* TASK TO COMPLETE
Please return the records below exactly as they appear, leaving every picture out.
START RECORDS FOR THE TASK
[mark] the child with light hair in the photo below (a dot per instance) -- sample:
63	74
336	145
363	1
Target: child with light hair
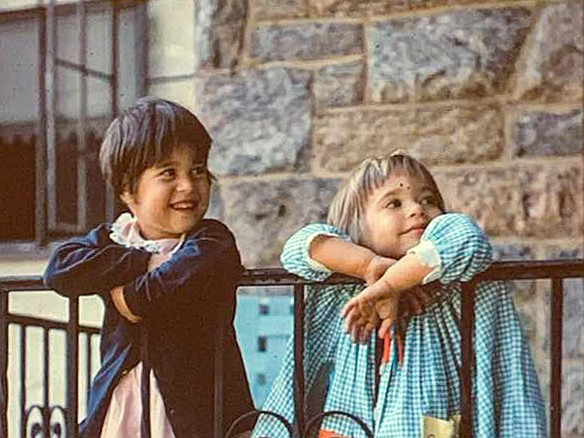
388	226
END RECORDS FOR THE TASK
* TASK SOLUTION
[mark] the child with light hair in the photo below (a dot per instance) -- sample:
63	74
336	145
363	1
Target: child with light hair
388	226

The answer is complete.